The couple had no children. Mrs. Kulp is survived by her brother, former State Senator W.C. McConnell, who some years ago was prohibition administrator in Philadelphia in the early days of prohibition. Funeral arrangements have not yet been announced.
Mount Carmel Item: Monday, February 23, 1931, page 7
Mrs. Monroe H. Kulp is Dead
Word was received at Shamokin of the death of Mrs. Sarah W. D. Kulp, 64, widow of Congressman Monroe Henry Kulp and head of the Shamokin-Edgewood Trolley Company for a number of years. She died yesterday at Atlantic City where she was spending several days.
The late Congressman was one of the best known men this county ever knew. He was one of the founders of Kulpmont and the Episcopal church there was named as memorial to him.
As a note: For some reason, both articles say that she was 64, but actually she was 68, as most records say she was born in March of 1862.
While browsing about the Internet today, I happened across a few tidbits from Mt. Carmel newspapers on a site I visit all the time–don’t know how I missed them, the files have been online since 1997 (!). I think that’s before the days of RootsWeb even!
Well, what I found were brief notices in the Mt. Carmel Ledger, on various subjects. From Friday, October 28, 1892:
M.H. Kulp, of Shamokin, accompanied by his brother Chester Kulp, transacted business at Mt Carmel, Wednesday, October 26, 1892.
Friday, January 6, 1893, about his brother:
Gilbert Kulp, one of Shamokin’s best known young men, returned home from a week’s jaunt to Philadelphia Saturday afternoon. He also spent a day with his former college chum, A.Z. Kalback, at Lebanon, Pa.
Gilbert Kulp, he who helped to complete the list of society young men of Shamokin was in Mt. Carmel between trains Wednesday.
Friday, March 3, 1893:
Superintendent John Williams and M.H. Kulp of Shamokin, transacted business in Mt Carmel on Feb 28, 1893.

■ **Prompt**
In the Kulp newspaper notices, why does the writer say the reported age of 64 for Mrs. Sarah W. D. Kulp is wrong? Answer in one to three sentences.

■ **Dataset extract**
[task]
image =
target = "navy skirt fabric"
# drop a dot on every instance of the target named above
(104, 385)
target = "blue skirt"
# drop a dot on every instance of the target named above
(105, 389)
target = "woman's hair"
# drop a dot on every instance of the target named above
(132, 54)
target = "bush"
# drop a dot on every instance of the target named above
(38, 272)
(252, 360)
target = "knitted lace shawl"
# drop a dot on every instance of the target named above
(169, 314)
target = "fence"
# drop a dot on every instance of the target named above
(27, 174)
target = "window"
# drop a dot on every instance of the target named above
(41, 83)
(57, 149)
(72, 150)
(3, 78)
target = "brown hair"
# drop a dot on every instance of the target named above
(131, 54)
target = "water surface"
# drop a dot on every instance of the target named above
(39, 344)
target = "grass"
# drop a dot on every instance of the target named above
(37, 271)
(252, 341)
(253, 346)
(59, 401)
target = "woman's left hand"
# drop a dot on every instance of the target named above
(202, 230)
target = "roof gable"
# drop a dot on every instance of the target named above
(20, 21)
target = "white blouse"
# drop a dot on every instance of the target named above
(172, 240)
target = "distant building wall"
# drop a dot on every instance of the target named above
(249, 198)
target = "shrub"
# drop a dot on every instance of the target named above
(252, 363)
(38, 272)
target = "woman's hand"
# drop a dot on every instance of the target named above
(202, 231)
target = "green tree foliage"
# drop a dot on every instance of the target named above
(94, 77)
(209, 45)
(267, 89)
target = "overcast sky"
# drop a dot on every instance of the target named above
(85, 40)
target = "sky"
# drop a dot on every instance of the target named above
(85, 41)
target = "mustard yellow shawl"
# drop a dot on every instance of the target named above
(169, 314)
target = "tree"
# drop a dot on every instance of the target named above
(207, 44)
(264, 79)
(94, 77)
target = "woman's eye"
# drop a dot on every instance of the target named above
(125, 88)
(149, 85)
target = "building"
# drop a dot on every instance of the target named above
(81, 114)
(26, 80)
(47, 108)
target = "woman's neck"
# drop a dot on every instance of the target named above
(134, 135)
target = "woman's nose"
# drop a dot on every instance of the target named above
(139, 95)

■ **Answer below**
The writer says she was actually 68, not 64, because most records give her birth as March 1862.